Reproduce all of the data below without alteration; exclude every picture.
+++
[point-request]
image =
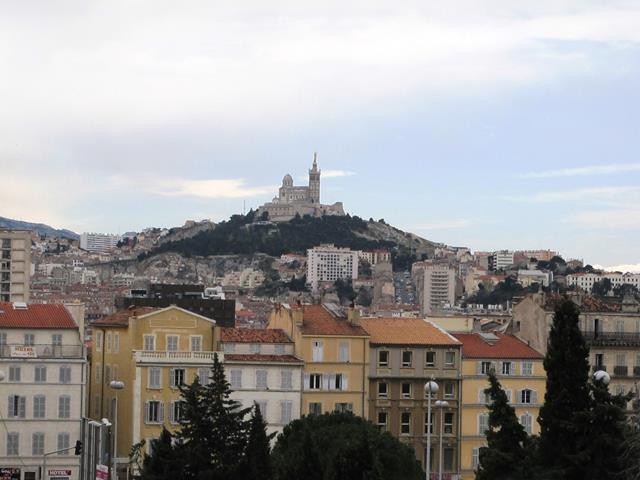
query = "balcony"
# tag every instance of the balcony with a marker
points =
(197, 358)
(40, 351)
(612, 339)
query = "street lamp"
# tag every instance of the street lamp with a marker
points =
(441, 404)
(115, 385)
(430, 388)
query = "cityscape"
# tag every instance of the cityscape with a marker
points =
(325, 241)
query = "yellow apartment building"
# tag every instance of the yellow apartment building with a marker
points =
(151, 351)
(520, 371)
(335, 350)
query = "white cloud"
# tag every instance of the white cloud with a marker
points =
(585, 171)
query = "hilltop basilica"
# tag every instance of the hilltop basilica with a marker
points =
(302, 200)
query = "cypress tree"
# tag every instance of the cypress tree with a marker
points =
(567, 393)
(505, 454)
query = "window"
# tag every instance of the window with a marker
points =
(149, 343)
(507, 368)
(317, 352)
(285, 411)
(430, 359)
(37, 444)
(344, 407)
(172, 343)
(407, 358)
(153, 411)
(448, 422)
(64, 406)
(383, 358)
(383, 418)
(449, 359)
(286, 379)
(526, 421)
(406, 390)
(155, 380)
(39, 406)
(236, 379)
(315, 381)
(483, 423)
(315, 408)
(63, 442)
(343, 355)
(261, 379)
(13, 442)
(383, 390)
(177, 377)
(65, 374)
(14, 374)
(405, 423)
(17, 406)
(449, 390)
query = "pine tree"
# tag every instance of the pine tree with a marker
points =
(567, 394)
(506, 453)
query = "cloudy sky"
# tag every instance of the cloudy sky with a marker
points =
(494, 124)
+++
### Solution below
[point-request]
image =
query = "balcony"
# tag every instance of the balcony with a marker
points =
(197, 358)
(40, 351)
(612, 339)
query = "street lamp"
# tag every instance of the street lamp with a marker
points =
(441, 404)
(115, 385)
(430, 388)
query = "cityscape"
# tag every instance of the cityscape with a marker
points =
(325, 241)
query = "yellow apartment building"
# tag every instance of the yellow apartment building with a marker
points =
(151, 351)
(520, 371)
(335, 350)
query = "white cloud"
# tag every instance of the white cloud with a marker
points =
(585, 171)
query = "hilltop basilica"
# tag every instance of the hilltop basilica with a marker
points =
(302, 200)
query = "cypress tree"
# tag every instance of the cypress tree with a marker
points =
(567, 393)
(505, 454)
query = "window"
# tag every instance of the window with a marker
points =
(149, 343)
(507, 368)
(317, 352)
(285, 411)
(430, 359)
(37, 444)
(344, 407)
(172, 343)
(407, 358)
(153, 411)
(448, 422)
(64, 406)
(383, 358)
(383, 418)
(449, 359)
(286, 379)
(526, 421)
(406, 390)
(155, 380)
(39, 406)
(236, 379)
(315, 381)
(483, 423)
(315, 408)
(63, 442)
(343, 355)
(261, 379)
(13, 442)
(383, 390)
(177, 377)
(65, 374)
(14, 374)
(405, 423)
(17, 406)
(449, 390)
query = "pine tree"
# tag every instance of the pine tree with a marker
points =
(567, 394)
(506, 453)
query = "cloudy sky"
# tag every instance of the cloudy sky with a marker
points =
(494, 124)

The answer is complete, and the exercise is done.